**PROBLEM REQUIREMENTS:** Pull out each line in the rows below that contains the word "layout", and list those lines with nothing else.

(Image point annotation entries)
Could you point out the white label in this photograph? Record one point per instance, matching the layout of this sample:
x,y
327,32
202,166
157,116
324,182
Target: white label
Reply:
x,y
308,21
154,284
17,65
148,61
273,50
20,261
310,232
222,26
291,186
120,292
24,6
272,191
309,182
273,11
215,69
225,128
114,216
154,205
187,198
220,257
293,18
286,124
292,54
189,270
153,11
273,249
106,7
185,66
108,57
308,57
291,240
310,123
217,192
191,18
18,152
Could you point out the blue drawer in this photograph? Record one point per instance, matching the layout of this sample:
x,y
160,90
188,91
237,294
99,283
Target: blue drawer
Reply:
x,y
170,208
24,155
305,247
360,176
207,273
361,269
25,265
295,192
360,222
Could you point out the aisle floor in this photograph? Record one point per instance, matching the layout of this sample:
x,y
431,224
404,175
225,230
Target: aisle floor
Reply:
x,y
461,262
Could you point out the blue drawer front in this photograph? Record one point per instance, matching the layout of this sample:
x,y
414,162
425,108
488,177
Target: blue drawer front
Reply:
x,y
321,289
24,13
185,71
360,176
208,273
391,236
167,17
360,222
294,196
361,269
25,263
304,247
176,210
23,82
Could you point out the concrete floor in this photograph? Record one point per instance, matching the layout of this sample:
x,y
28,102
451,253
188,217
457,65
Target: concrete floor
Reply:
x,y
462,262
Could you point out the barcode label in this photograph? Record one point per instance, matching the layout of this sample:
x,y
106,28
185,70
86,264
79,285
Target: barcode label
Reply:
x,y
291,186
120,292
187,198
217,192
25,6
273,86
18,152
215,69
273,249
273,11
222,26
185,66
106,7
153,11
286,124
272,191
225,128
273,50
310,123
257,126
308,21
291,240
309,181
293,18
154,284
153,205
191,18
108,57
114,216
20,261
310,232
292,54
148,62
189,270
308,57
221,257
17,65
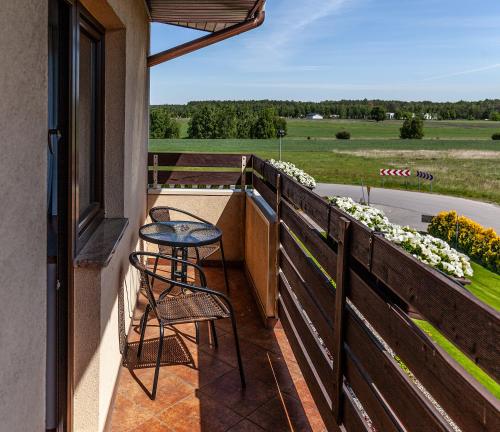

**WRITTEN ANSWER:**
Could you point out the white label in this photograph? Record one point per instance, matching the layout of this sample:
Could you point out the blue drawer in this photograph? Record one point per instance, matching the layout of this sample:
Could you point out the aisle floor in this photograph? Record one point per instance, matching the layout of this sample:
Could you point out the blue drawer front in this photograph? Record one point per instance, matching the layout of this sample:
Could you point out the concrete floor in this photograph? Record one point per instance, matching the layout of this sample:
Could you point out the barcode label in this photograph? Record one point per instance, matching the layout of this sample:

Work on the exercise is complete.